- **TEXTO PROPORCIONADO**

Si tres partidos por el Uruguayo y uno por la Copa parecían poco para establecer juicios tajantes sobre el funcionamiento del equipo mirasol, dos derrotas tampoco deberían ser la diferencia entre la gloria y el fracaso. La goleada 5 a 1 sobre Defensor generó una sensación de mejoría, de “ahora sí, con Da Silva nos llevamos a todos por delante”. Poco importó que hasta el gol de Defensor Peñarol hubiera jugado discretamente, y sus hinchas solicitaban a Forlán mejor desempeño. Claro, poco después Forlán metió 3 goles y volvió a ser el Dieguito de la gente, que antes era rubio y ahora no para de ejemplificar capilarmente su amor a la enseña aurinegra.
La derrota del sábado a la noche ante Fénix fue un mero desliz. Peñarol no jugó mal, mereció mejor suerte, pero no se le dio. La gente así lo entendió (“es ese partido ante un rival débil que todos los campeones pierden en algún momento”) y concurrió en excelente número ante Huracán, no el de Eugenio sino el de Parque Patricios, por la Copa.
Pero Peñarol jugó peor de lo que había jugado antes, incluso de lo que jugaba cuando el técnico era el hombre de la estatua que lo sacó campeón de los dos torneos cortos que disputó. Los suplentes de un equipo argentino de mitad de tabla superaron claramente a Peñarol, y si la diferencia no fue mayor fue gracias a la acción del árbitro (que evitó el tempranero fin de la carrera profesional de Guruceaga, luego de que el arquero abandonara su arco para atender a un rival), a los palos y al propio arquero carbonero, que aún con los nervios de haber cometido un error poco creíble, se las ingenió para realizar tapadas clave, haciendo gala de una técnica que no está al alcance de muchos.
Si algo le faltaba a la jornada fueron las manifestaciones de Da Silva, que dijo algo así como “menos mal que el árbitro lo paró, si no era una vergüenza”. Quizás el Polilla no midió que el protagonista es un pibe de 20 años que le salvó y le salvará varios puntos a Peñarol. A buena parte de los hinchas carboneros, sensibles a proteger a los escasos juveniles que consiguen llegar al primer equipo y jugar bien, no le gustaron nada esas declaraciones. Si ya no era demasiado firme el vínculo del entrenador con la parcialidad, ahora lo será menos.
En Nacional la situación es muy similar. Sólo que en lugar de criticar a un juvenil, Munúa generó el descontento al viajar a Colonia con 11 suplentes, preservando el equipo principal para enfrentar a River por la Libertadores.
La jugada no le salió nada bien: tenía la chance de ganarle a Plaza y quedar primero en el Clausura y la Tabla Anual, pero perdió 2 a 0. Y todo para no salir del empate ante River, resultado que complica su situación en el grupo que ambos comparten con Rosario Central y Palmeiras.

- **LISTADO PROPORCIONADO**
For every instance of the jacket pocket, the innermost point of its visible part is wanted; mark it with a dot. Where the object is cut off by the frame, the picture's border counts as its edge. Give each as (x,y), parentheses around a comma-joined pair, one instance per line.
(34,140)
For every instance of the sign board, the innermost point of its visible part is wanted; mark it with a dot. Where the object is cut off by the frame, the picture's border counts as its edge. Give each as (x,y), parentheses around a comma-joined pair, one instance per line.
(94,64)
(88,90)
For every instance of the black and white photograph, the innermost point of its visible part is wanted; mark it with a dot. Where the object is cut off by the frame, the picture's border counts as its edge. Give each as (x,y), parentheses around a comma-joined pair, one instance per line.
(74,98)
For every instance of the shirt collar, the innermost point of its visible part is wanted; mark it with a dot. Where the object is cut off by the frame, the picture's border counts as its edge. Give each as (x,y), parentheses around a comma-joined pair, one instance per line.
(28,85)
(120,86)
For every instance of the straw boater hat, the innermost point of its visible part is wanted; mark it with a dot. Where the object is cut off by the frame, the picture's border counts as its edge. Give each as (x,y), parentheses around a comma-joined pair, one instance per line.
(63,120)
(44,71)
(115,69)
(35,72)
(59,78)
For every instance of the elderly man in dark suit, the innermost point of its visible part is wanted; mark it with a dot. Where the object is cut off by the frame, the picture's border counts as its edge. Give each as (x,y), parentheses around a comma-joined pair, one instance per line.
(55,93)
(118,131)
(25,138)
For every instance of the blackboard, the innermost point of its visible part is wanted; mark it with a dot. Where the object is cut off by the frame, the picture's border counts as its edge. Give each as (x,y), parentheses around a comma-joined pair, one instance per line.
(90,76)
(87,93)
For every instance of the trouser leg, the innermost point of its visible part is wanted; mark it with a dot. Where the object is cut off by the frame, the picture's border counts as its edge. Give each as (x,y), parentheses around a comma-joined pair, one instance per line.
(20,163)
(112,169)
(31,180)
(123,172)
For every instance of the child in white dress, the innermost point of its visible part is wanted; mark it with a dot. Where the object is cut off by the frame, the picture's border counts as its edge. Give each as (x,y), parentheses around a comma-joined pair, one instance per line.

- **TAREAS ESCRITAS**
**A)** Indica si cada afirmación concuerda con el texto sobre Peñarol y Nacional y respalda cada respuesta con las palabras decisivas del texto, citadas literalmente: (i) Forlán marcó tres goles en el partido ante Defensor; (ii) Peñarol le ganó a Fénix el sábado a la noche; (iii) Nacional le ganó a Plaza.
**B)** Según el texto sobre Peñarol y Nacional, ¿con cuántos suplentes viajó Munúa a Colonia?
**C)** Cita literalmente el fragmento del texto sobre Peñarol y Nacional que comienza en "Si algo le faltaba" y termina en "por la Libertadores.".

- **SOLUCIONES**
**A)**
(i) Sí: "Forlán metió 3 goles".
(ii) No: "La derrota del sábado a la noche ante Fénix fue un mero desliz."
(iii) No: "pero perdió 2 a 0".

**B)** Con 11 suplentes.

**C)**
Si algo le faltaba a la jornada fueron las manifestaciones de Da Silva, que dijo algo así como “menos mal que el árbitro lo paró, si no era una vergüenza”. Quizás el Polilla no midió que el protagonista es un pibe de 20 años que le salvó y le salvará varios puntos a Peñarol. A buena parte de los hinchas carboneros, sensibles a proteger a los escasos juveniles que consiguen llegar al primer equipo y jugar bien, no le gustaron nada esas declaraciones. Si ya no era demasiado firme el vínculo del entrenador con la parcialidad, ahora lo será menos.
En Nacional la situación es muy similar. Sólo que en lugar de criticar a un juvenil, Munúa generó el descontento al viajar a Colonia con 11 suplentes, preservando el equipo principal para enfrentar a River por la Libertadores.